(Task data)
BEGIN

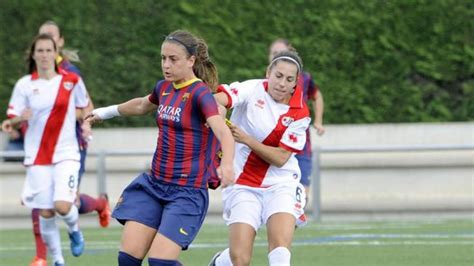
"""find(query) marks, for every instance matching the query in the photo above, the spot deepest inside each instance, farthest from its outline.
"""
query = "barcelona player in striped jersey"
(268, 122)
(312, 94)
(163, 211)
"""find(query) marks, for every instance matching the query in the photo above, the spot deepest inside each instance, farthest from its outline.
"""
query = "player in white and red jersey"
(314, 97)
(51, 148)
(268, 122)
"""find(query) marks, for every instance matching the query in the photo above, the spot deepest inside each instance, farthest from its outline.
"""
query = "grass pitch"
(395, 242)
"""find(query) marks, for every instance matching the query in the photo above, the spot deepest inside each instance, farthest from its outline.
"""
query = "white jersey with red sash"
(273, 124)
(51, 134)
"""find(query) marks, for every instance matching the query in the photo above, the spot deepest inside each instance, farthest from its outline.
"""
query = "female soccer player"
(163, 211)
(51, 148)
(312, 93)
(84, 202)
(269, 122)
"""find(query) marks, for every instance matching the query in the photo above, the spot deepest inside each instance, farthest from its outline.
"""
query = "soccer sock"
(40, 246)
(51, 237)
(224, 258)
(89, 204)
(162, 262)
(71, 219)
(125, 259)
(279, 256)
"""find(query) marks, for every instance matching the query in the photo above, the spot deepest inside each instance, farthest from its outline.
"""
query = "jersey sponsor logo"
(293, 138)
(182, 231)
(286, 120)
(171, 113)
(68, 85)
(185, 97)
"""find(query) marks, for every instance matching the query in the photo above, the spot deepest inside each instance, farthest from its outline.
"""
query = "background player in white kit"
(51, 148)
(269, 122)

END

(Problem to work on) When you repeat the listing, keep it exact and leave the pictures behind.

(Written reply)
"""find(query) marks, for every instance matching the query in the photo above, the spot deepest inside each instance, farthest from its outline.
"""
query = "barcelona player in striped jersey"
(268, 122)
(312, 94)
(163, 211)
"""find(query) marks, for every instance matching the query in the photo above, the spot deepest inside each instance, farthest from its outline.
"""
query = "player in white and red jersey"
(314, 97)
(51, 148)
(268, 122)
"""find(query) marks, for every instance matching the query in the photo above, the spot deepest inside each instance, farthest from its outline.
"""
query = "grass pitch"
(395, 242)
"""find(query) marks, for every instance matching the query in the photo above, the spot deepest inside each instance, farthest from its outline.
"""
query = "white jersey with red sash"
(273, 124)
(51, 134)
"""find(query) marks, for every instance matching the query in the photo above, the spot deepest inside each instance, farthest from its outline.
"""
query = "female soccer player"
(163, 211)
(51, 148)
(312, 93)
(84, 202)
(269, 122)
"""find(query) marks, for every instance matching the query in the photo above, the spot deepest inside each instance, farthest from its outline.
"""
query = "soccer sock"
(40, 246)
(51, 237)
(224, 258)
(89, 204)
(162, 262)
(71, 219)
(125, 259)
(279, 256)
"""find(query) marks, for every instance matching the query in the photo above, the spot deepest inside each instance, farthest from its outline.
"""
query = "jersey sponsor logo"
(293, 138)
(182, 231)
(286, 120)
(171, 113)
(68, 85)
(185, 97)
"""find(query) marks, for every instance matching the query in the photo above, the spot deepest inside each instance, farthest from its outline.
"""
query = "background player in white kit"
(51, 148)
(269, 122)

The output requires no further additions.